Lista de tarefas:
[1] No texto sobre o pastor Daniells, em que cidade se reuniu o conselho deliberativo da Associação Ministerial em 1924?
[2] Por favor, transcreva do texto sobre o pastor Daniells o trecho que começa em "O pastor Daniells notou" e segue até "na Assoc. Ministerial.".

O pastor Daniells notou quão profundamente fiquei comovido, e como foram alterados minha visão, meus motivos, métodos e objetivos. Isto induziu-o a ter uma longa palestra comigo. Surpreendeu-me então, solicitando que eu me unisse a êle na Associação Geral, como seu jovem auxiliar na Assoc. Ministerial.

Êle estava bastante cônscio da necessidade de produzir literatura que tornasse saliente e difundisse êste notável movimento de renovação e reforma espiritual. Não possuíamos literatura dessa espécie, com exceção das preciosas declarações nos escritos do Espírito de Profecia. Êle achava que devia ser produzido nôvo tipo de literatura, e fundada uma revista para os pregadores. Imaginou a Associação Ministerial como tribunal para êste grande avanço, e a revista The Ministry como púlpito.

Valiosos Pensamentos Impressionam Muitíssimo a Daniells

No conselho deliberativo da Associação Ministerial em Des Moines, Iowa, no ano de 1924, foi – “Votado solicitar que o pastor Daniells providencie uma compilação dos escritos da Sr’ E. G. White sôbre o assunto da Justiça Pela Fé.”

Dados:

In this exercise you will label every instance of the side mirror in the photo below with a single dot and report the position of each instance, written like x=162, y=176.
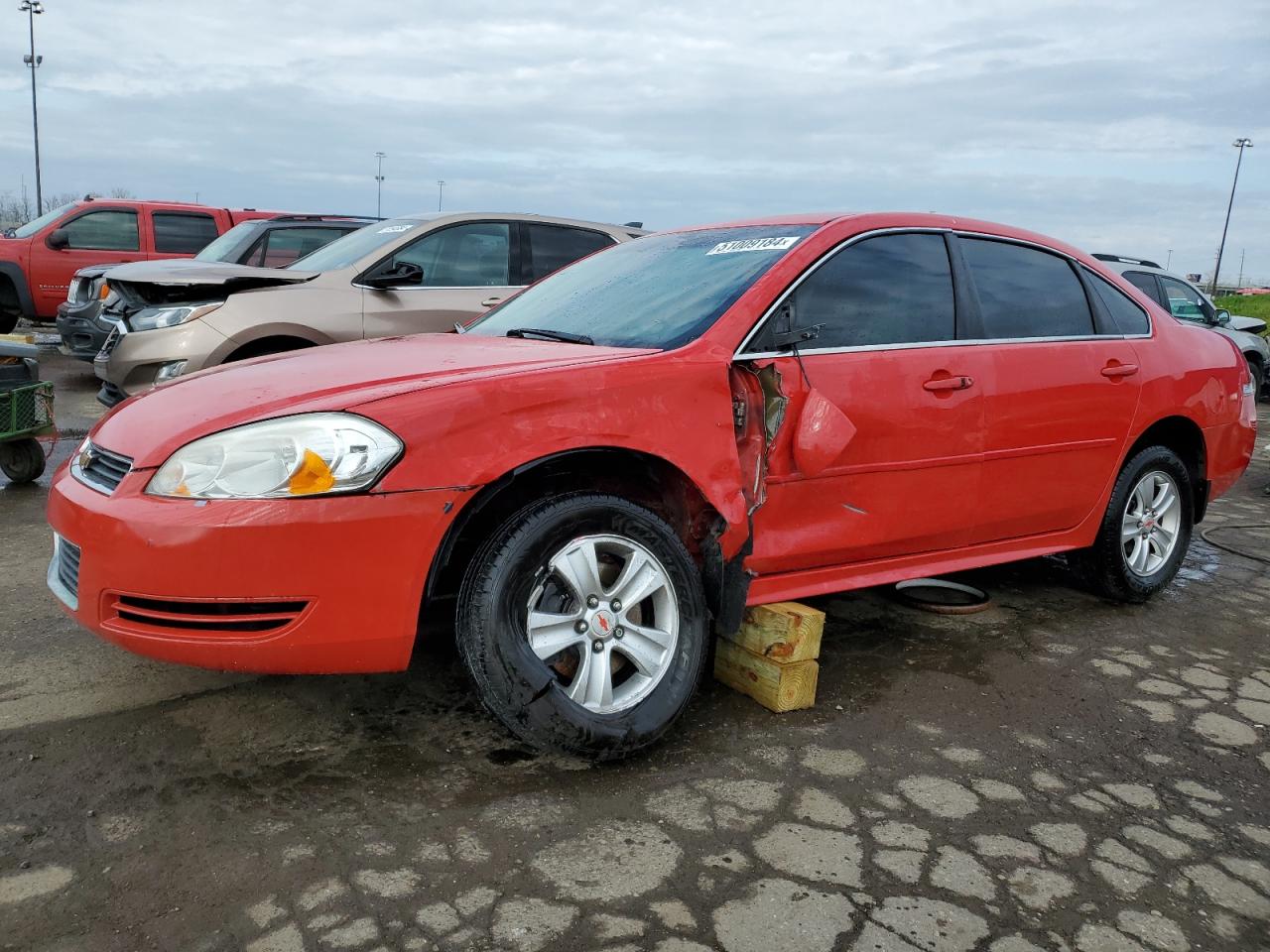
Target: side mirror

Respostas às tarefas:
[1] Em Des Moines, Iowa.

[2]
O pastor Daniells notou quão profundamente fiquei comovido, e como foram alterados minha visão, meus motivos, métodos e objetivos. Isto induziu-o a ter uma longa palestra comigo. Surpreendeu-me então, solicitando que eu me unisse a êle na Associação Geral, como seu jovem auxiliar na Assoc. Ministerial.